§ **WORK INSTRUCTIONS**
1 > In the blog post, on what day did the writer's results come out?
2 > Please print the passage of the blog post starting at "The only way" and ending at "take yourself away.", word for word.
3 > Explain why the writer of the blog post prefers films and music burnt rather than bought.

§ **TEXT PASSAGE**
________________________
Greenhouse Buddha

The only way to survive people (so many people, every year a new batch coming in and no one ever goes away, 450+ friends on Facebook, someone or the other with a birthday everyday, so many opinions, so many tastes, so many individualities, and the Piscean in your moon is interested in everyone everything everyone everything) is to believe that they don’t exist. Except the few that you really like, and the even fewer among them who like you back, take time out to ask you how you are, would like to hear and discuss your thoughts. The rest is all Maya. A huge glass screen between you and the world. What’s essential to watch is not only what you let out but what you let in, what’s essential is to double-check triple-check quadruple-check your wishes beliefs pricking private pains. What’s essential is to smile and let it all be.

And take yourself away.

7

I have Do Androids Dream of Electric Sheep? with lovely dedication. Thank you, Mormegil. I have a clean room with fresh sheets and things laid out in neat stacks. Thank you, Mum. I am happy.

There is no balance on my phone, no unread email in my account, no deadline or stranger to meet. I think I may want nothing from the world except love and ice cream. That, and a few interesting things to read.

I am

a) An incorrigible doormat,

b) As patient as Mother Earth,

c) A deeply delusional person who thinks she is as patient as Mother Earth but is in fact an incorrigible doormat,

d) Twisted in so many ways I don’t even know where the twists begin or end,

e) None of the above.

Birthday Wist List

This post is a work in progress. I hoped to start writing a specific wish list – one from which someone reading this blog may want/afford to buy something – but this is not going beyond the second point. I’m amused at how many things I don’t want. I don’t want random books. I still want to read them, but the bookshelf overflow at home has made me reluctant to own anything more than what I cannot do without. I don’t want beautiful notebooks; much as I delight in them as commodities I can never find any use for them. All my impulsive notes or drawings are scribbled at the back of class notebooks, and these I purchase myself at the beginning of the semester, so they’re in place. I prefer my films and music burnt rather than bought, because then I can put the disc in a pouch and not waste space with the box. (These days I prefer them in a pen drive more than anything, being a cataloguing fiend, and accepting that not everyone can be bothered with spelling the file names correctly, capitalizing at the right places, filing by Musician – Year – Album – Name of Track and such other trivialities.) You cannot gift me clothes, shoes, wrist or ankle jewellery, because these will not fit.

Hm. The paragraph above is entirely different from what I intended to write, and as you’ll doubtlessly observe, not a list. I think I’ll come back in the evening and see if I can add anything else.

3

My results came out on Saturday. This is not good. On Saturday morning I watched a film at a multiplex in a part of the city that once meant something to me (but doesn’t any more, and this is an irrelevant point), and then I walked, went to a library, went to a bookstore somewhere else, returned home, slept and did not know of the results having come out till late in the evening. Tomorrow being a holiday, I won’t come to know how I’ve done till Tuesday morning. Hmm. I seem to be less bothered by how (badly) I’ve done than the wait itself. I dislike the cramp on imaginative space imposed by periods of wait.

I think I will do a birthday wish list, though no one reads this blog yet.
________________________
§ **AVAILABLE DATA**
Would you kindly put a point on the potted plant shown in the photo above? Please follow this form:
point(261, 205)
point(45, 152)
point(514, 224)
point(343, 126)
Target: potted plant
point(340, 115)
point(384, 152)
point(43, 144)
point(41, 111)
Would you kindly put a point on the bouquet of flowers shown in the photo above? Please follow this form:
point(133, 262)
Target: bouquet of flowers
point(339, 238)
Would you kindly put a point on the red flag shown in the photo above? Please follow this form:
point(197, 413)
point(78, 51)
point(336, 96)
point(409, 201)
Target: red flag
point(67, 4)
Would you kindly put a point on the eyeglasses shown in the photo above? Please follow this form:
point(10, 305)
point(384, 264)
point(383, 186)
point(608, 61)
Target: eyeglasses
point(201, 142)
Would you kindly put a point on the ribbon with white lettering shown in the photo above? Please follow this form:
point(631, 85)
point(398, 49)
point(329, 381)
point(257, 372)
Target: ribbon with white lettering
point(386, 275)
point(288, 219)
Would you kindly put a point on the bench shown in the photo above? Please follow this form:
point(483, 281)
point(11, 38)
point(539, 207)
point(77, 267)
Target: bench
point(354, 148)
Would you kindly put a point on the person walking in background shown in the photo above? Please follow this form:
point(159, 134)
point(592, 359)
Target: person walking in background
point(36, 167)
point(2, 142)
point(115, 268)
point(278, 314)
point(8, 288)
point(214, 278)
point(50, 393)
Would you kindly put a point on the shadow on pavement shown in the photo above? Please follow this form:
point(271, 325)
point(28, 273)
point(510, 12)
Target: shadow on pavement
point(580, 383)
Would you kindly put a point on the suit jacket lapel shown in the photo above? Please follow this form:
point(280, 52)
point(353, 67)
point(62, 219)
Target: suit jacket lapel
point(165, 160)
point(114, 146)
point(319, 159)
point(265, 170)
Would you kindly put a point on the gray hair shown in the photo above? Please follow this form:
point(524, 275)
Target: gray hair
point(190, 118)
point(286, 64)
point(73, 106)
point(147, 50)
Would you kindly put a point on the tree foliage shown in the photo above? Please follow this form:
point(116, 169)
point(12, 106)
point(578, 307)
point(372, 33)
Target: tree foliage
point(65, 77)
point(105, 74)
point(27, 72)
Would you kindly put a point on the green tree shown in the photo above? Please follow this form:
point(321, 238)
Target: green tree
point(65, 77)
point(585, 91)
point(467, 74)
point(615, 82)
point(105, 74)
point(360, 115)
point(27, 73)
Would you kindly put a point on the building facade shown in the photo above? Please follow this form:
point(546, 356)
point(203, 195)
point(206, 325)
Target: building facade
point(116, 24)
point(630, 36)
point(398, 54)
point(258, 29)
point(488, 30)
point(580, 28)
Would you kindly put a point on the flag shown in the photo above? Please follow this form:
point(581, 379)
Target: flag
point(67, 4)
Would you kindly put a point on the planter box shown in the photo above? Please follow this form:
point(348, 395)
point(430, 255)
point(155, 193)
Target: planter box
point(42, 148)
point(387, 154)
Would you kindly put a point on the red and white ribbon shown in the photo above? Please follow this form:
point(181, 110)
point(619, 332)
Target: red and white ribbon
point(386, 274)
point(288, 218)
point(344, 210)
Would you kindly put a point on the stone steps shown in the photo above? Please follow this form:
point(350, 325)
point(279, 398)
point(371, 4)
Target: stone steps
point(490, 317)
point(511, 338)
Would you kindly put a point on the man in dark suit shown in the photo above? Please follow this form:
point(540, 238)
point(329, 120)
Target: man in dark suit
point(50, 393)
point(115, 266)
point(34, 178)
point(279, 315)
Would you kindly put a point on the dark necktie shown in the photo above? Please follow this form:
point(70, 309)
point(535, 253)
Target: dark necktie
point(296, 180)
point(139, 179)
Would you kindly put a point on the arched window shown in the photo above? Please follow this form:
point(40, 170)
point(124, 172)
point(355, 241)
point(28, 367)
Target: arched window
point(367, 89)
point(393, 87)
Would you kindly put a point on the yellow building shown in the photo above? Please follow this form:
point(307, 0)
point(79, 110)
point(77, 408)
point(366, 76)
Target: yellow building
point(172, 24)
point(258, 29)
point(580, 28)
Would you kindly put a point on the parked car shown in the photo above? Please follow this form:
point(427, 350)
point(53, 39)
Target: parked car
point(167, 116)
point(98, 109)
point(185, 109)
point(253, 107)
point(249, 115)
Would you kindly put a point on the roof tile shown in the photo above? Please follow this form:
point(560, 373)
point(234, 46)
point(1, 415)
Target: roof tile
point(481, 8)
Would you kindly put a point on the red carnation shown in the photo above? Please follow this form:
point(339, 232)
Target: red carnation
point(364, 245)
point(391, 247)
________________________
§ **PER-TASK OUTPUTS**
1 > Saturday.

2 >
The only way to survive people (so many people, every year a new batch coming in and no one ever goes away, 450+ friends on Facebook, someone or the other with a birthday everyday, so many opinions, so many tastes, so many individualities, and the Piscean in your moon is interested in everyone everything everyone everything) is to believe that they don’t exist. Except the few that you really like, and the even fewer among them who like you back, take time out to ask you how you are, would like to hear and discuss your thoughts. The rest is all Maya. A huge glass screen between you and the world. What’s essential to watch is not only what you let out but what you let in, what’s essential is to double-check triple-check quadruple-check your wishes beliefs pricking private pains. What’s essential is to smile and let it all be.

And take yourself away.

3 > A burnt disc can go in a pouch, so it doesn't waste space with a box.